__EXTRACT PROVIDED__

::::::

You should use blkid -p btw because without -p blkid checks a cache
which is problematic.

> 
> Nor does udev create symlinks:
> 
> # ls /dev/disk/by-uuid/0*
> ls: cannot access '/dev/disk/by-uuid/0*': No such file or directory

Yeah, it can't because there's no uuid and zero is treated as "not set".

> 
> Nor does mounting by uuid work:
> 
> # mount UUID=00000000-0000-0000-0000-000000000000 /tmp/x
> mount: /tmp/x: can't find UUID=00000000-0000-0000-0000-000000000000.
> 
> So I wonder if xfs even really needs a new superblock bit at all --
> mounting via uuid doesn't work in the zeroed-uuid case, and the kernel
> could indeed generate a new one at mount time before it populates
> s_uuid, etc.  Then the initscripts can re-run blkid (or xfs_info) to
> extract the new uuid and update config files as needed.

::::::

__ENTRIES__
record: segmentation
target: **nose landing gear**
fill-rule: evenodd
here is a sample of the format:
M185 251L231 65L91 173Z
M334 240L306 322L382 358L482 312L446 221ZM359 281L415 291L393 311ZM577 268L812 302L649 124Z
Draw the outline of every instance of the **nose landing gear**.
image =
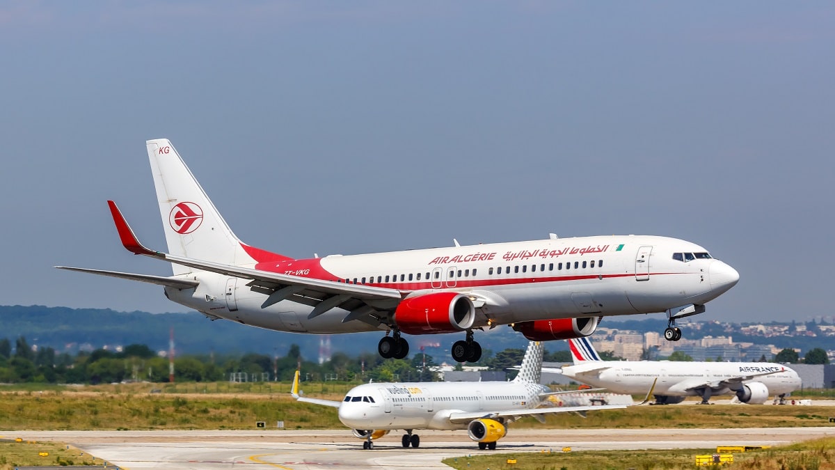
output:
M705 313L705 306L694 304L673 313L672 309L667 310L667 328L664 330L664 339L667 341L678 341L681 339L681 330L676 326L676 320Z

::::::

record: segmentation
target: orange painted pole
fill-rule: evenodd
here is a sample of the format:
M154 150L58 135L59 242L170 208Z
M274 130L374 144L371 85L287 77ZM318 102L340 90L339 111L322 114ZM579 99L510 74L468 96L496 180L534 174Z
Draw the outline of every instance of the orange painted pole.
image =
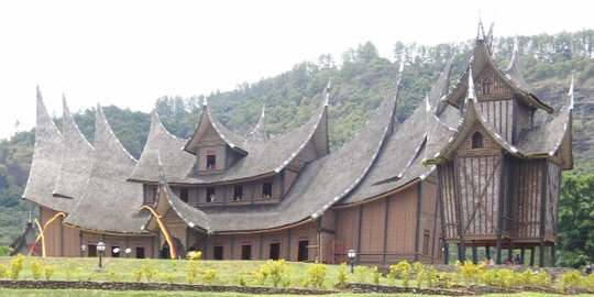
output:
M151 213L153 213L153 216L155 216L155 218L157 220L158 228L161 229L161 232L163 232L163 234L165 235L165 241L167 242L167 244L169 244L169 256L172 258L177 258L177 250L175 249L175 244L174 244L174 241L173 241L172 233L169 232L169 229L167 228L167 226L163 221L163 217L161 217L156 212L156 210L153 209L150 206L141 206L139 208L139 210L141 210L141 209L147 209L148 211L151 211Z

::::::

__GOAL__
According to the excerpt on blkid and XFS UUIDs, why should blkid be run with the -p option? The items come from a different source than the excerpt on blkid and XFS UUIDs.

__OUTPUT BELOW__
Without -p, blkid checks a cache, which is problematic.